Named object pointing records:
_____
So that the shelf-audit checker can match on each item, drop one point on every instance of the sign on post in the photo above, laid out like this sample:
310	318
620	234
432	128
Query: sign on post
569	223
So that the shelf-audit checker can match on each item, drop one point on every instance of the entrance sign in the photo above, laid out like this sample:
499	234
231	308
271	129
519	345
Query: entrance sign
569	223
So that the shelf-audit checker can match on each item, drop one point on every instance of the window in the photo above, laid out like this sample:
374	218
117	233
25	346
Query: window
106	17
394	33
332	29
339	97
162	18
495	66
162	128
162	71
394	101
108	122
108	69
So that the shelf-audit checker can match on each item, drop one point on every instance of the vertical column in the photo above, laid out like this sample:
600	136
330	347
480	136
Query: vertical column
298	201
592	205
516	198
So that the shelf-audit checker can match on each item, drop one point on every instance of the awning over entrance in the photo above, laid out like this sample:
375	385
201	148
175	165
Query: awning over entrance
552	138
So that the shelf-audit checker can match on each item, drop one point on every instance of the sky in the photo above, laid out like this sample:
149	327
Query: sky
_____
Output every line of the records above as a numbered list, skipping any blank lines.

* CORRECT RESULT:
1. So that the shelf-audit checker can match on each item, drop one point on every instance of the sign on post in the photo above, laid out like this sample:
2. 310	318
3. 620	234
4. 432	128
5. Query: sign on post
6. 569	223
7. So that the shelf-audit checker can match on each item, drop one point on every instance of the entrance sign in the photo above, laid out like this sample:
8. 499	234
9. 231	308
10. 271	129
11. 519	345
12. Query: entrance sign
13. 569	223
14. So that the shelf-audit checker can match on each item, drop one point on every instance of the window in the photo above, laid out like this sample:
15. 374	218
16. 117	233
17. 25	346
18. Query: window
19. 106	17
20. 394	33
21. 332	29
22. 339	97
23. 162	18
24. 495	66
25. 162	128
26. 162	71
27. 394	101
28. 108	122
29. 108	69
30. So that the shelf-audit checker can match on each item, drop one point on every instance of the vertical column in the photo above, laid out like this sample:
31. 600	136
32. 330	347
33. 480	136
34. Query: vertical column
35. 298	201
36. 592	205
37. 516	198
38. So that the shelf-audit checker can match on each item, drop one point on every instance of the awning over entrance in the photo above, laid out like this sample:
39. 375	385
40. 201	148
41. 175	165
42. Query: awning over entrance
43. 552	138
44. So that the shelf-audit checker can match on each item, drop one point on every instance of the sky in the photo above, laid out like this sample:
45. 149	327
46. Query: sky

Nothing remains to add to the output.